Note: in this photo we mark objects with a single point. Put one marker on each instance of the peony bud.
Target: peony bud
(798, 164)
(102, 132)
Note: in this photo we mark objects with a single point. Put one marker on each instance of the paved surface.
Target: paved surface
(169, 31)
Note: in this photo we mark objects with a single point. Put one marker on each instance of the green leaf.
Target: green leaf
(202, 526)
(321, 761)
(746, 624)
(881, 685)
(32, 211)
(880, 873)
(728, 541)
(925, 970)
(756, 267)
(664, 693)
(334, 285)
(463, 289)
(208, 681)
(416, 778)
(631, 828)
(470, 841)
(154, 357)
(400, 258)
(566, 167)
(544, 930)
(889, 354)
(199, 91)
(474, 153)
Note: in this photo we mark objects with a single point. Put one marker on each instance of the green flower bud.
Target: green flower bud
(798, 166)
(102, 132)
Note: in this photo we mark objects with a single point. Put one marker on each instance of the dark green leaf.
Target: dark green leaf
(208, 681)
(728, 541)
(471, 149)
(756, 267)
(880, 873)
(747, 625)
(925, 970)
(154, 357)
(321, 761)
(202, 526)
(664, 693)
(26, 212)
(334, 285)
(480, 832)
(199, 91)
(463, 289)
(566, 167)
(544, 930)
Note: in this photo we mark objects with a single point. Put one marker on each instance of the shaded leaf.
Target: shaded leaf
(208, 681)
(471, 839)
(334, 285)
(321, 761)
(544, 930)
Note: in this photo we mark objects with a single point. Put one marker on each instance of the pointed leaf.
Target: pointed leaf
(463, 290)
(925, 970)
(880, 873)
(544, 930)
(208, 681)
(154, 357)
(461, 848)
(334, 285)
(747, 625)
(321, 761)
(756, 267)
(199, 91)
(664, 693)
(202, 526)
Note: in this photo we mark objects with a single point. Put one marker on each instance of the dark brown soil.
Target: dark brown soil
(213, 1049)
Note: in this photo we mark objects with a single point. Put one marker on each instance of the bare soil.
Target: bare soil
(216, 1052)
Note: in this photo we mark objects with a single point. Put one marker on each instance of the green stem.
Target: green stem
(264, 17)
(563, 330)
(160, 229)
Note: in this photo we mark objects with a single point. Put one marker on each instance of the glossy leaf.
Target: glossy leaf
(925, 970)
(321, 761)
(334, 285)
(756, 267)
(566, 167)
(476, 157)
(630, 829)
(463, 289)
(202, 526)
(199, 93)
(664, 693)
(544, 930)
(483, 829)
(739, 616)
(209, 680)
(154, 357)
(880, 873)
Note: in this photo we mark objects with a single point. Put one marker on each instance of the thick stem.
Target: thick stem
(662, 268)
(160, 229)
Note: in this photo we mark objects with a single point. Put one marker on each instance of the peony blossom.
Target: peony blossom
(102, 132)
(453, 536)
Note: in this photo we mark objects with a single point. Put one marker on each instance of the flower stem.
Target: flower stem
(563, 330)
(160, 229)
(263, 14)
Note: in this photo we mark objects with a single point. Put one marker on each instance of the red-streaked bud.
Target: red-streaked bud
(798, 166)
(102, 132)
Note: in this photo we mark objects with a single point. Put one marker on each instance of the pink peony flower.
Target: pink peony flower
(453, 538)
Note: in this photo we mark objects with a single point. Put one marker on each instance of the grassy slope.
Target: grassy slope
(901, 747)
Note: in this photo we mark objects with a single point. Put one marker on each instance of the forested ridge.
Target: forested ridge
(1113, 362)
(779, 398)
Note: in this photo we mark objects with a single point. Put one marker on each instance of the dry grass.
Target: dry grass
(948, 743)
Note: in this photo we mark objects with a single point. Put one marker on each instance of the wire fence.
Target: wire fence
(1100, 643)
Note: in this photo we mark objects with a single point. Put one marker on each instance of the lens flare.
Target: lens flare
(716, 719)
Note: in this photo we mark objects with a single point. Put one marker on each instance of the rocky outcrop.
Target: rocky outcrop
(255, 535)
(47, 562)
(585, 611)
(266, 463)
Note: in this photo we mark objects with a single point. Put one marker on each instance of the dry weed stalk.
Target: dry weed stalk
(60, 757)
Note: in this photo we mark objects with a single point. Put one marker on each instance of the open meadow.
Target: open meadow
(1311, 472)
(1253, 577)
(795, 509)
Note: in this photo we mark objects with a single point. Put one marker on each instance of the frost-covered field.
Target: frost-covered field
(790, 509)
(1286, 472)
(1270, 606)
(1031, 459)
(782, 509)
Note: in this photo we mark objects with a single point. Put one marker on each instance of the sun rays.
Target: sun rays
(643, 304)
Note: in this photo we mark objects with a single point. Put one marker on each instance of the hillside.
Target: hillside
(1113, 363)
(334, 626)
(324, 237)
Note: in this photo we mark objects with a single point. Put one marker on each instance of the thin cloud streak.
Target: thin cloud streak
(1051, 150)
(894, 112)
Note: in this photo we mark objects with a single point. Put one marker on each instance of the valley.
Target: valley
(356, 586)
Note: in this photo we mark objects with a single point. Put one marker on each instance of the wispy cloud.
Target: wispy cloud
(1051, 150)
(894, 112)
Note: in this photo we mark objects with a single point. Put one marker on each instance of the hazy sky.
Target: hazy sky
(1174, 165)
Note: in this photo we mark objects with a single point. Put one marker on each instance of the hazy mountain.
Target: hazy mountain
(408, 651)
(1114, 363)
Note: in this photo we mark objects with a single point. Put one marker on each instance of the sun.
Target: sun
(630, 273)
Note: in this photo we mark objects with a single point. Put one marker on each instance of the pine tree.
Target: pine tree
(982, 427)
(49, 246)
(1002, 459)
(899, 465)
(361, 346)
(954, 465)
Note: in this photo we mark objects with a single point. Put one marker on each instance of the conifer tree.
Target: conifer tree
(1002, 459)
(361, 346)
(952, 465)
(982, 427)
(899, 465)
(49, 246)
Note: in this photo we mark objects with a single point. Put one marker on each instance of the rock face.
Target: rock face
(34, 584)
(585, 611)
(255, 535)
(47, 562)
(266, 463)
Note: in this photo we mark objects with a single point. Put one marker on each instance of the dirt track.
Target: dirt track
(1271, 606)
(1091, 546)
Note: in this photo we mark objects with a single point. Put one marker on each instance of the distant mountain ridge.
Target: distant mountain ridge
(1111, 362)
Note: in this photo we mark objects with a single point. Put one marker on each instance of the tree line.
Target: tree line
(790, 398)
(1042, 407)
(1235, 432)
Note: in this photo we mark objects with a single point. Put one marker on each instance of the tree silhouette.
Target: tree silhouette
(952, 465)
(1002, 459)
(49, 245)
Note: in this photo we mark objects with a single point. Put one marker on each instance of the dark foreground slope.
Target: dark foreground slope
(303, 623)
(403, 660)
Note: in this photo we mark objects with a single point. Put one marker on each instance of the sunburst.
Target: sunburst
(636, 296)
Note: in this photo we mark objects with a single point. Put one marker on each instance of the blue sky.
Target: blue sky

----------

**TASK DESCRIPTION:** Starting with the line containing "dry weed stalk." and going on through the line containing "(1174, 165)", reproduce that part of the material, with 138 added to every number in each coordinate pair.

**RESULT FOR THIS EXERCISE:**
Note: in this photo we mark objects with a single point. Put one marker on each instance of the dry weed stalk.
Target: dry weed stalk
(198, 895)
Note: in this photo we mark objects with a single point. Put one marker on each instance of the open meadow.
Target: open meadow
(1449, 610)
(1391, 715)
(933, 647)
Note: in this photo we mark objects with a single point. Put one marker on each instance of the frost-covered field.
Target: frost-covered field
(928, 647)
(1424, 610)
(1408, 744)
(1169, 597)
(920, 647)
Note: in this photo we mark objects with a single point. Put one marker on each instance of the sun rays.
Target: sun rays
(781, 442)
Note: in this photo we mark objects with a single point. Put one marker on each instance of the hillside.
Target: hillside
(1251, 501)
(472, 764)
(462, 375)
Note: in this photo we mark objects with a single point. Put one marker on each instance of the thin cloud streak.
Target: thin cloud streak
(1189, 288)
(1032, 250)
Note: in this photo we mark objects with a single point. Put one marker on each instance of the valley.
Target: valley
(494, 724)
Note: in this photo we mark objects with a single point. Put one marker on each instance of the wispy cloud.
Target: wispy cloud
(1189, 288)
(1032, 250)
Note: in this photo we mark objects with a single point. Put one marker on each instance of the hazy sky.
Target: hazy sky
(1312, 303)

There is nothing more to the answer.